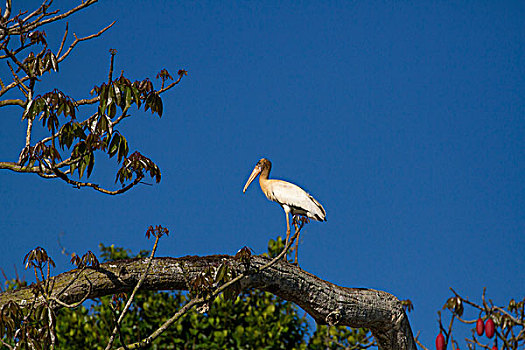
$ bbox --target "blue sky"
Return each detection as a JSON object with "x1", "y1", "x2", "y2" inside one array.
[{"x1": 0, "y1": 1, "x2": 525, "y2": 347}]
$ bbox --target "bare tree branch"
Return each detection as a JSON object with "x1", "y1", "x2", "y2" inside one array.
[
  {"x1": 0, "y1": 255, "x2": 416, "y2": 350},
  {"x1": 57, "y1": 21, "x2": 116, "y2": 62},
  {"x1": 9, "y1": 0, "x2": 98, "y2": 35}
]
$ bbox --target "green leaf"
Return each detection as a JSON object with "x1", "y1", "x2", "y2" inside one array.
[{"x1": 113, "y1": 82, "x2": 122, "y2": 106}]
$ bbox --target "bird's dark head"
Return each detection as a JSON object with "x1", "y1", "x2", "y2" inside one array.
[
  {"x1": 256, "y1": 158, "x2": 272, "y2": 170},
  {"x1": 242, "y1": 158, "x2": 272, "y2": 193}
]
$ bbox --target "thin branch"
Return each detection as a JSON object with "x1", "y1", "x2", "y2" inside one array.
[
  {"x1": 50, "y1": 276, "x2": 93, "y2": 309},
  {"x1": 0, "y1": 339, "x2": 13, "y2": 350},
  {"x1": 414, "y1": 332, "x2": 429, "y2": 350},
  {"x1": 7, "y1": 61, "x2": 30, "y2": 98},
  {"x1": 9, "y1": 0, "x2": 98, "y2": 35},
  {"x1": 106, "y1": 234, "x2": 161, "y2": 350},
  {"x1": 118, "y1": 226, "x2": 302, "y2": 350},
  {"x1": 0, "y1": 75, "x2": 29, "y2": 96},
  {"x1": 0, "y1": 99, "x2": 26, "y2": 107},
  {"x1": 22, "y1": 0, "x2": 52, "y2": 23},
  {"x1": 52, "y1": 168, "x2": 144, "y2": 196},
  {"x1": 56, "y1": 22, "x2": 69, "y2": 57},
  {"x1": 157, "y1": 74, "x2": 184, "y2": 94},
  {"x1": 2, "y1": 0, "x2": 11, "y2": 22},
  {"x1": 57, "y1": 20, "x2": 116, "y2": 62}
]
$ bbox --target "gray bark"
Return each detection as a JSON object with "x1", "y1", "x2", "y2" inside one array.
[{"x1": 0, "y1": 255, "x2": 417, "y2": 350}]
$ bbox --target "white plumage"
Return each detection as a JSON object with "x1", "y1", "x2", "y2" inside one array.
[{"x1": 242, "y1": 158, "x2": 326, "y2": 263}]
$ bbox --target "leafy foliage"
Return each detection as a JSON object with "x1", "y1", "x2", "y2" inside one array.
[{"x1": 0, "y1": 0, "x2": 187, "y2": 194}]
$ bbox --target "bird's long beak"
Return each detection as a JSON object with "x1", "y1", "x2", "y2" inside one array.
[{"x1": 242, "y1": 165, "x2": 262, "y2": 193}]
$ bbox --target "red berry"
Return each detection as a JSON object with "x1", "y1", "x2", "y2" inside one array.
[
  {"x1": 436, "y1": 332, "x2": 446, "y2": 350},
  {"x1": 485, "y1": 317, "x2": 495, "y2": 338},
  {"x1": 476, "y1": 317, "x2": 485, "y2": 336}
]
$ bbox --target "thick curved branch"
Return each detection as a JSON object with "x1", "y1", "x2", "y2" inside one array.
[{"x1": 0, "y1": 255, "x2": 416, "y2": 350}]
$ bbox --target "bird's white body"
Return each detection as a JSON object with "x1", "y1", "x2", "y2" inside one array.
[
  {"x1": 259, "y1": 177, "x2": 326, "y2": 221},
  {"x1": 242, "y1": 158, "x2": 326, "y2": 263}
]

++++++++++++++++++++

Short task:
Find every line in the listing above that contains the word "white", and copy each one in full.

Response to this exercise:
$ bbox --target "white plumage"
$ bbox --target "bird's white body"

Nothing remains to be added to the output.